##### TEXT SHOWN

North Lake Senior Campus is a public co-educational high day school, located in , a suburb of Perth, Western Australia.

==History==
North Lake Senior High School opened in Kardinya on 4 February 1973 on its present campus at Winterfold Road (known then as Torquil Road). Before opening in Kardinya, the school operated for Year 8 students on the Melville Senior High School campus. It was initially going to be named Kardinya High School, but the name was changed before opening to show that its catchment covers the suburbs surrounding Kardinya as well. The school had 165 Year 8 and 9 students in 1973. Upon opening, the facilities constructed were an administration block, a science and mathematics block, a canteen, a gymnasium and a library. Construction continued after opening. Further facilities opened in the years following 1973, and on 29 March 1979, the school was officially opened by the Minister for Education, Peter Jones.

In 1983, enrolments peaked at 935. After that, enrolments gradually declined. By 1995, the school had fewer than 400 students, and so the Department of Education changed the school to serve Year 11 and 12 students only, a new concept for Western Australian public schools. Alongside this, the school was renamed to North Lake Senior Campus.

== Overview ==
The primary focus of the campus is the education of post-compulsory aged students who want to complete year 11 or 12, while also offering various vocational education courses, a Fast Track program, and Open Learning programs. The campus also caters to international students via its Intensive English program. The campus is most notably home to a 25 m swimming pool and its own FM band radio station, 87.8FM.

##########
##### ITEMS

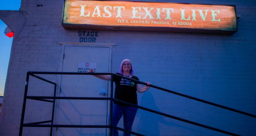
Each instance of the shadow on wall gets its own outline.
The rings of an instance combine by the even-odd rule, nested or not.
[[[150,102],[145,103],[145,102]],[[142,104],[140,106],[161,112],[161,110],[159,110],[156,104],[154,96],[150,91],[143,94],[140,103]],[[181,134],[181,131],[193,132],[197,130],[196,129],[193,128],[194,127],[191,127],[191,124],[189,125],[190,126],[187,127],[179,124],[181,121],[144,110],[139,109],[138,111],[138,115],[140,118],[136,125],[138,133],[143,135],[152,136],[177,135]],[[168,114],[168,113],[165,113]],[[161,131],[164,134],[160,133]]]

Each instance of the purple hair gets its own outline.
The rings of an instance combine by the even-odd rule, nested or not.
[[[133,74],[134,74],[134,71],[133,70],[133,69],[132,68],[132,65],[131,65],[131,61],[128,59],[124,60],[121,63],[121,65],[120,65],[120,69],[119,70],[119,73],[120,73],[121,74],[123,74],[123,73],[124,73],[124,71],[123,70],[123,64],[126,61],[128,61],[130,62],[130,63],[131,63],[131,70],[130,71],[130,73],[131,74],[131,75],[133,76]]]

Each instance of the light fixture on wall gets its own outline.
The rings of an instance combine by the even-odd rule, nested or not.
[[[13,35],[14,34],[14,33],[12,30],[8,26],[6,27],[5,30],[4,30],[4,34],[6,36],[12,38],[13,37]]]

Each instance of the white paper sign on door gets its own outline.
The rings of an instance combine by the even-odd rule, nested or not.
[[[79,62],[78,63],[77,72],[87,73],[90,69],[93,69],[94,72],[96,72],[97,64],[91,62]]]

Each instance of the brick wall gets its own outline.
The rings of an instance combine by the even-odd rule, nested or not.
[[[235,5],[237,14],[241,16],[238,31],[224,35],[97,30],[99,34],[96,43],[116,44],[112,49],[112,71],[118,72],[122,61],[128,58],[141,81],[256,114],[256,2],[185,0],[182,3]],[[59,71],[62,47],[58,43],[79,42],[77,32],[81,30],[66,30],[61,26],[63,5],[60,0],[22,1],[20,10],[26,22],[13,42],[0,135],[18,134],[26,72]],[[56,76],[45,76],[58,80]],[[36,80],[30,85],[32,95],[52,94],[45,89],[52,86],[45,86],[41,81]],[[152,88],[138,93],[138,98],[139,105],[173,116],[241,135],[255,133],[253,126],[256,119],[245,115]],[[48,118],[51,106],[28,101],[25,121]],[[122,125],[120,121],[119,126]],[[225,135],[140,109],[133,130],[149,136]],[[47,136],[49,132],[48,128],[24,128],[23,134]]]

##########

GIVEN INSTRUCTION:
Answer these questions using the text about North Lake Senior Campus.
(a) On what date did the school open in Kardinya?
(b) What was the peak enrollment figure reached in 1983?
(c) On what frequency does the campus radio station broadcast?

ANSWER FOR THIS EXERCISE:
(a) 4 February 1973
(b) 935
(c) 87.8FM